[Excerpts from the dataset]

- - - - - - -

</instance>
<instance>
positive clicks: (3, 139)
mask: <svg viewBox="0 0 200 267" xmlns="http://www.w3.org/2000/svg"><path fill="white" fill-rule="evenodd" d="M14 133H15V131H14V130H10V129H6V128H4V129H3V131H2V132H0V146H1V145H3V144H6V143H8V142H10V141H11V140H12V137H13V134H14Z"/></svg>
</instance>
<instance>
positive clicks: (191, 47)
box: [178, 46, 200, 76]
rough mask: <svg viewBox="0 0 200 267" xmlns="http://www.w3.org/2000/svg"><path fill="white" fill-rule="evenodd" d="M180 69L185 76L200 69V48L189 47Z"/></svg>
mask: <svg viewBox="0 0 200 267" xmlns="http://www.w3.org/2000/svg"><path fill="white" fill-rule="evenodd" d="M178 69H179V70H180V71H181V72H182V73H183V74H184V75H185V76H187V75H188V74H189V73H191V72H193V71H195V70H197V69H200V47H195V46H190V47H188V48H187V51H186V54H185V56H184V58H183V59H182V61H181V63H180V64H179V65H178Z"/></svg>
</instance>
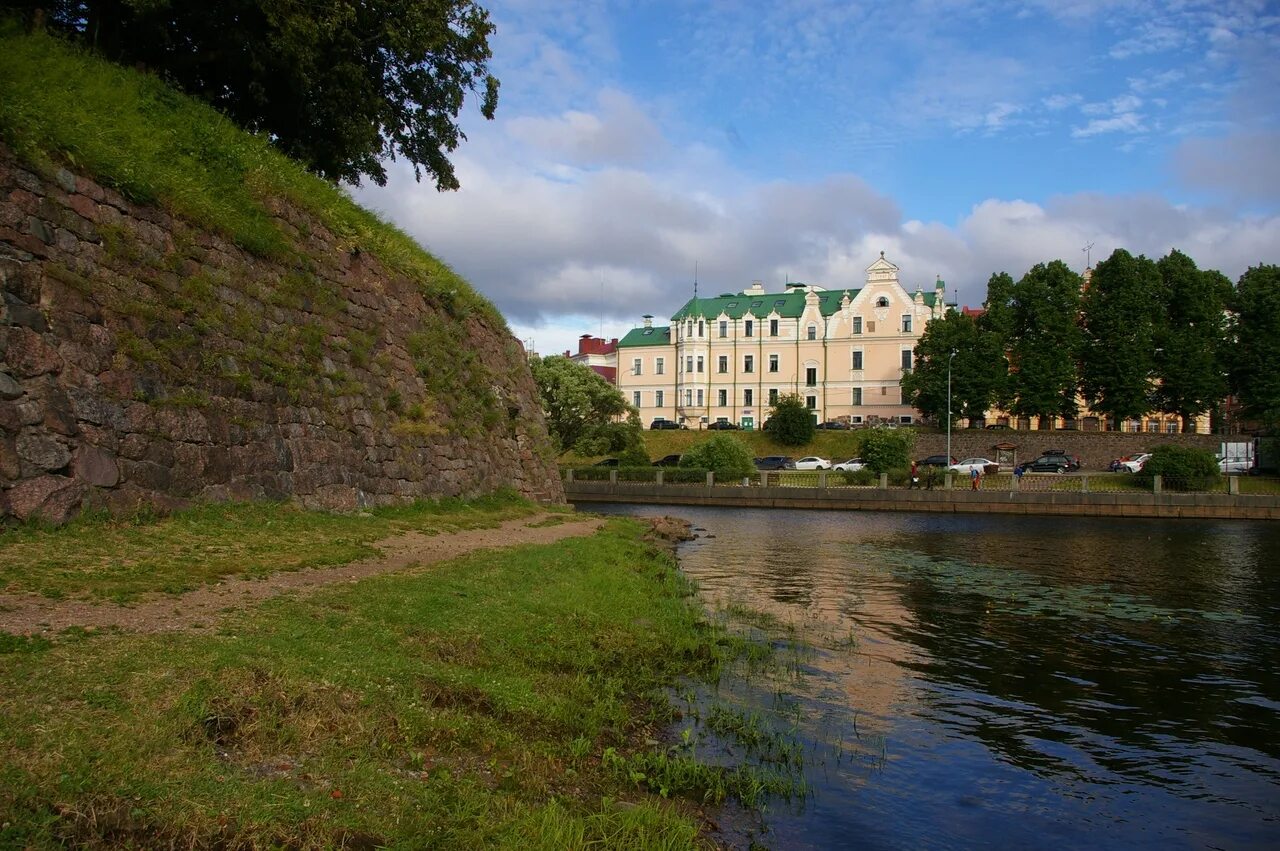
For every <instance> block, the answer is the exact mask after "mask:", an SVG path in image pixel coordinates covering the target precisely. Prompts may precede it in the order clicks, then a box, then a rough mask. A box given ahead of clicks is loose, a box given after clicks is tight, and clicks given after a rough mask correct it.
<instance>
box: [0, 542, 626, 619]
mask: <svg viewBox="0 0 1280 851" xmlns="http://www.w3.org/2000/svg"><path fill="white" fill-rule="evenodd" d="M547 521H548V517H532V518H529V517H522V518H518V520H512V521H507V522H504V523H502V525H500V526H498V527H495V529H474V530H465V531H458V532H452V534H440V535H428V534H424V532H408V534H406V535H398V536H396V537H390V539H387V540H384V541H380V543H379V544H378V545H376V546H378V548H379V550H380V554H379V555H378V557H376V558H371V559H367V561H364V562H353V563H351V564H343V566H342V567H328V568H315V569H305V571H291V572H282V573H273V575H271V576H268V577H264V578H257V580H243V578H228V580H224V581H221V582H219V584H218V585H210V586H206V587H201V589H196V590H193V591H187V593H186V594H177V595H174V594H147V595H145V596H142V598H141V599H140V600H138V601H137V603H133V604H131V605H120V604H118V603H93V601H88V600H50V599H47V598H42V596H37V595H31V594H0V631H3V632H10V633H15V635H40V633H52V632H60V631H61V630H67V628H69V627H82V628H86V630H124V631H128V632H177V631H201V630H210V628H212V627H214V626H216V623H218V621H219V619H220V617H221V616H223V614H224V613H225V612H228V610H233V609H243V608H248V607H251V605H255V604H257V603H261V601H262V600H266V599H269V598H273V596H276V595H279V594H288V593H298V594H305V593H307V591H308V590H311V589H316V587H323V586H325V585H333V584H335V582H358V581H360V580H362V578H365V577H369V576H379V575H381V573H390V572H393V571H402V569H404V568H408V567H417V566H425V564H434V563H438V562H445V561H449V559H453V558H458V557H460V555H465V554H467V553H471V552H472V550H477V549H492V548H502V546H520V545H524V544H553V543H556V541H558V540H563V539H566V537H582V536H586V535H593V534H595V531H596V530H599V529H600V526H602V525H603V523H604V521H603V520H599V518H590V520H577V521H568V522H558V523H554V525H547Z"/></svg>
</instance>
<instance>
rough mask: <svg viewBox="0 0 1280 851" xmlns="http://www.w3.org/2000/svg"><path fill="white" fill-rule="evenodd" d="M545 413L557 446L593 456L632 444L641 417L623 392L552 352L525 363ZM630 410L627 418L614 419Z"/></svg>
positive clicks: (567, 360)
mask: <svg viewBox="0 0 1280 851" xmlns="http://www.w3.org/2000/svg"><path fill="white" fill-rule="evenodd" d="M529 366H530V370H531V371H532V374H534V383H535V384H536V385H538V395H539V397H540V399H541V403H543V412H544V413H545V416H547V431H548V433H550V435H552V439H553V440H556V443H557V444H558V449H559V450H561V452H563V450H564V449H579V448H581V449H580V452H581V454H588V456H594V454H600V453H603V452H616V450H620V449H625V448H627V447H628V445H634V444H635V441H639V440H640V439H641V438H640V434H639V433H640V421H639V418H637V417H636V416H635V410H634V408H632V407H631V406H630V404H627V402H626V399H625V398H623V397H622V393H621V392H620V390H618V389H617V388H616V386H613V385H612V384H609V383H608V381H605V380H604V379H603V378H600V375H599V374H596V372H595V371H594V370H591V369H590V367H588V366H582V365H581V363H575V362H573V361H571V360H568V358H567V357H563V356H559V354H552V356H548V357H543V358H534V360H532V361H530V363H529ZM625 413H631V415H632V416H630V417H628V418H627V422H614V418H616V417H620V416H622V415H625Z"/></svg>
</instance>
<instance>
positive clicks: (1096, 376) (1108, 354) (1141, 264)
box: [1080, 248, 1165, 421]
mask: <svg viewBox="0 0 1280 851" xmlns="http://www.w3.org/2000/svg"><path fill="white" fill-rule="evenodd" d="M1162 289H1164V285H1162V280H1161V276H1160V270H1158V269H1157V267H1156V264H1155V262H1153V261H1151V260H1148V258H1147V257H1144V256H1142V255H1139V256H1137V257H1134V256H1133V255H1130V253H1129V252H1128V251H1125V250H1124V248H1116V250H1115V251H1114V252H1112V253H1111V256H1110V257H1107V258H1106V260H1103V261H1101V262H1100V264H1098V265H1097V267H1096V269H1094V270H1093V276H1092V278H1091V279H1089V285H1088V289H1087V290H1085V293H1084V298H1083V299H1082V305H1080V310H1082V324H1083V326H1084V344H1083V347H1082V353H1080V389H1082V392H1083V394H1084V398H1085V401H1087V402H1088V403H1089V408H1091V410H1093V411H1094V412H1097V413H1103V415H1107V416H1110V417H1112V420H1115V421H1119V420H1125V418H1129V417H1138V416H1142V415H1143V413H1146V412H1147V411H1151V410H1152V402H1153V398H1152V395H1153V385H1152V381H1153V379H1155V375H1156V342H1157V320H1158V317H1160V314H1161V312H1162V310H1164V307H1165V303H1164V299H1162V298H1161V290H1162Z"/></svg>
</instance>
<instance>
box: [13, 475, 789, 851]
mask: <svg viewBox="0 0 1280 851" xmlns="http://www.w3.org/2000/svg"><path fill="white" fill-rule="evenodd" d="M531 511H532V508H531V507H530V505H529V504H527V503H522V502H520V500H513V499H509V498H506V499H494V500H486V502H483V503H479V504H463V503H445V504H429V505H416V507H410V508H402V509H396V511H380V512H374V514H372V516H371V517H342V516H330V514H310V513H306V512H298V511H296V509H291V508H285V507H261V505H260V507H256V509H255V511H252V512H250V511H244V509H243V508H230V507H221V508H205V509H198V511H196V512H191V513H188V514H179V516H177V517H172V518H166V520H152V521H145V522H138V523H118V522H116V523H113V522H109V521H102V520H97V521H87V522H82V523H78V525H72V526H69V527H64V529H59V530H23V531H18V532H14V531H9V532H5V535H4V536H3V537H0V559H3V563H4V566H5V567H4V571H5V572H4V577H5V582H6V586H8V587H9V589H10V590H13V589H29V590H40V591H44V593H51V594H63V595H68V596H81V595H87V596H115V595H125V596H127V595H128V594H132V593H137V591H140V590H145V589H159V587H184V586H187V585H189V584H192V582H205V581H212V580H214V578H215V577H216V576H221V575H229V573H244V572H248V573H256V572H259V571H262V569H269V568H270V567H271V566H274V564H278V563H280V564H284V566H285V567H298V566H301V564H303V563H311V564H329V563H337V562H342V561H347V559H349V558H353V557H355V555H357V554H364V553H366V552H367V546H369V543H370V541H371V540H374V539H376V537H379V536H380V535H384V534H387V532H389V531H396V530H403V529H438V530H442V531H443V530H445V529H448V527H458V526H466V527H476V526H485V525H494V523H498V522H499V521H502V520H504V518H511V517H521V516H525V514H527V513H530V512H531ZM326 541H328V544H326ZM77 550H82V552H84V553H86V557H84V558H82V559H77V558H76V555H74V553H76V552H77ZM202 553H211V554H212V558H214V559H215V561H216V562H218V564H220V566H215V567H212V568H210V569H209V571H207V572H206V573H204V575H197V576H189V577H188V576H187V573H188V569H189V564H195V563H197V562H198V561H200V557H198V554H202ZM32 554H41V558H42V561H41V562H38V563H35V564H32V563H27V569H19V567H18V566H19V564H22V563H24V559H27V558H28V557H29V555H32ZM170 561H173V562H178V563H184V564H186V563H189V564H188V566H186V567H182V569H177V568H174V567H170V566H169V562H170ZM237 564H238V567H236V566H237ZM35 573H50V575H51V576H50V577H47V578H46V577H37V576H33V575H35ZM177 577H180V578H177ZM690 596H691V590H690V587H689V586H687V584H686V582H685V581H684V578H682V577H681V576H680V575H678V572H677V571H676V569H675V563H673V561H672V558H671V557H669V555H668V554H667V553H664V552H660V550H658V549H655V548H653V546H652V545H649V544H646V543H644V541H643V540H641V537H640V526H639V523H636V522H634V521H625V520H614V521H611V522H609V523H608V525H607V527H605V529H604V530H603V531H602V532H599V534H596V535H595V536H593V537H589V539H579V540H575V541H571V543H561V544H554V545H545V546H522V548H516V549H508V550H503V552H477V553H474V554H471V555H468V557H463V558H461V559H457V561H454V562H451V563H445V564H439V566H434V567H430V568H426V569H420V571H415V569H408V571H404V572H401V573H394V575H384V576H380V577H375V578H369V580H364V581H361V582H358V584H357V585H342V586H332V587H328V589H324V590H320V591H316V593H314V594H311V595H307V596H302V598H276V599H274V600H271V601H269V603H266V604H262V605H260V607H257V608H255V609H248V610H243V612H239V613H230V614H227V616H225V619H224V621H223V623H221V624H220V627H219V628H216V631H214V632H211V633H205V635H195V633H182V632H178V633H170V635H164V636H154V635H136V633H87V632H84V631H83V630H70V631H67V632H64V633H61V635H59V636H56V637H54V639H51V640H49V639H40V637H31V639H24V637H19V636H4V635H0V637H3V641H0V681H3V682H4V683H5V687H4V688H3V690H0V825H3V827H0V846H5V847H37V848H38V847H64V846H67V845H73V846H79V845H88V846H102V845H106V846H116V847H120V846H128V847H159V846H165V847H169V846H170V843H172V845H177V846H182V847H206V846H219V847H221V846H225V847H298V848H311V847H316V848H319V847H338V846H343V845H346V846H347V847H374V846H381V845H387V846H392V847H422V846H444V847H477V846H481V845H500V846H516V845H520V846H531V847H556V848H562V847H584V846H588V845H593V843H595V845H607V846H609V847H645V848H648V847H687V846H691V845H699V843H701V842H703V839H701V838H700V837H699V828H700V811H699V807H700V806H703V805H704V804H714V802H718V801H721V800H723V799H724V797H726V796H735V797H739V799H740V800H744V801H745V802H746V804H749V805H758V804H759V802H760V801H762V800H763V797H764V796H765V795H768V793H769V792H771V791H781V792H786V791H790V790H792V788H794V787H792V783H794V779H791V778H790V775H788V774H787V772H786V769H778V768H774V769H767V768H750V767H740V768H733V769H730V768H713V767H709V765H707V764H703V763H701V761H699V760H696V759H694V758H692V756H691V754H690V751H689V750H682V749H681V747H680V746H672V747H668V746H662V745H657V742H655V741H654V738H655V737H657V736H658V731H659V729H660V728H662V727H664V726H666V724H667V723H669V722H671V720H672V718H673V715H672V709H671V708H669V704H668V697H667V694H668V692H667V691H664V690H666V688H668V687H669V686H672V685H673V683H676V682H677V681H678V680H680V678H686V677H691V678H712V680H714V678H716V677H717V676H718V672H719V671H721V669H722V665H723V664H724V663H726V662H728V660H731V659H732V658H736V656H740V655H741V654H748V656H753V655H759V654H763V653H765V651H764V650H763V648H762V646H759V645H750V644H748V642H745V641H742V640H740V639H735V637H732V636H730V635H727V633H726V632H724V631H723V630H721V628H719V627H714V626H710V624H708V622H707V621H705V619H704V617H703V614H701V612H700V608H699V607H698V605H696V604H695V603H694V601H692V600H691V599H690ZM178 605H180V603H179V601H178V600H177V599H175V607H178ZM762 761H768V760H762Z"/></svg>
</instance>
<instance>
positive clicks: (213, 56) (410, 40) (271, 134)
mask: <svg viewBox="0 0 1280 851" xmlns="http://www.w3.org/2000/svg"><path fill="white" fill-rule="evenodd" d="M5 5H9V6H10V8H13V6H17V8H18V9H23V10H26V12H27V13H28V18H29V19H32V20H35V19H36V13H35V10H36V9H40V10H42V13H44V15H45V20H46V22H47V23H49V24H50V26H51V27H54V28H56V29H61V31H63V32H67V33H70V35H72V36H73V37H76V38H78V40H81V41H82V42H83V44H86V45H87V46H90V47H92V49H95V50H97V51H100V52H102V54H104V55H105V56H106V58H109V59H111V60H115V61H119V63H123V64H129V65H143V67H146V68H148V69H151V70H152V72H155V73H157V74H159V76H161V77H164V78H165V79H168V81H169V82H172V83H173V84H175V86H177V87H179V88H182V90H183V91H186V92H187V93H189V95H192V96H195V97H200V99H204V100H206V101H209V102H210V104H212V105H214V106H215V107H218V110H220V111H221V113H224V114H225V115H227V116H229V118H230V119H232V120H234V122H237V123H238V124H239V125H241V127H243V128H246V129H248V131H251V132H255V133H264V134H265V136H268V137H269V138H270V139H271V141H273V142H275V145H276V146H279V147H280V148H282V150H283V151H285V152H287V154H289V155H291V156H293V157H294V159H298V160H301V161H302V163H305V164H307V165H308V168H311V169H312V170H314V171H316V173H319V174H321V175H324V177H326V178H329V179H332V180H349V182H353V183H358V182H360V180H361V179H362V178H366V177H367V178H370V179H371V180H374V182H375V183H378V184H384V183H385V182H387V170H385V166H384V161H385V160H387V159H403V160H406V161H407V163H410V164H411V165H412V166H413V173H415V175H416V177H417V178H419V179H421V175H422V173H424V171H425V173H426V174H428V177H429V178H431V179H434V180H435V184H436V187H438V188H439V189H456V188H458V180H457V177H456V174H454V170H453V165H452V164H451V163H449V159H448V154H449V152H452V151H454V150H456V148H457V147H458V143H460V142H461V141H462V139H465V138H466V137H465V134H463V133H462V131H461V128H460V127H458V124H457V120H456V119H457V116H458V113H460V111H461V109H462V105H463V102H465V100H466V97H467V95H468V93H476V95H479V96H480V111H481V114H483V115H484V116H485V118H490V119H492V118H493V115H494V110H495V109H497V105H498V81H497V78H494V77H493V76H492V74H490V73H489V59H490V58H492V52H490V49H489V36H492V35H493V31H494V27H493V23H492V22H490V20H489V13H488V12H485V10H484V9H483V8H481V6H480V5H477V4H476V3H475V1H474V0H361V1H360V3H352V1H351V0H307V3H298V0H216V1H210V0H17V1H15V3H14V1H9V3H6V4H5Z"/></svg>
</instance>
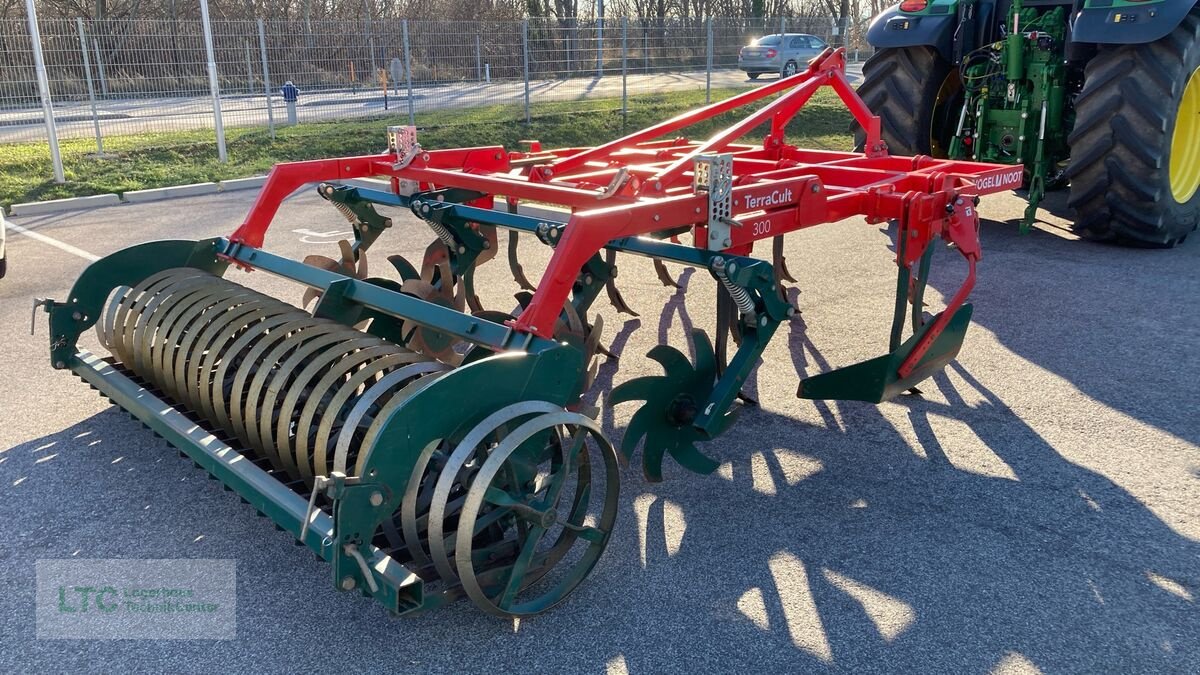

- - - - - - -

→ ASSIGNED TASK
Return every line in the records above that contains the word "positive".

→ TASK RESPONSE
positive clicks: (3, 139)
positive clicks: (191, 47)
positive clicks: (567, 360)
positive clicks: (1096, 376) (1108, 354) (1141, 264)
positive clicks: (213, 56) (410, 40) (271, 134)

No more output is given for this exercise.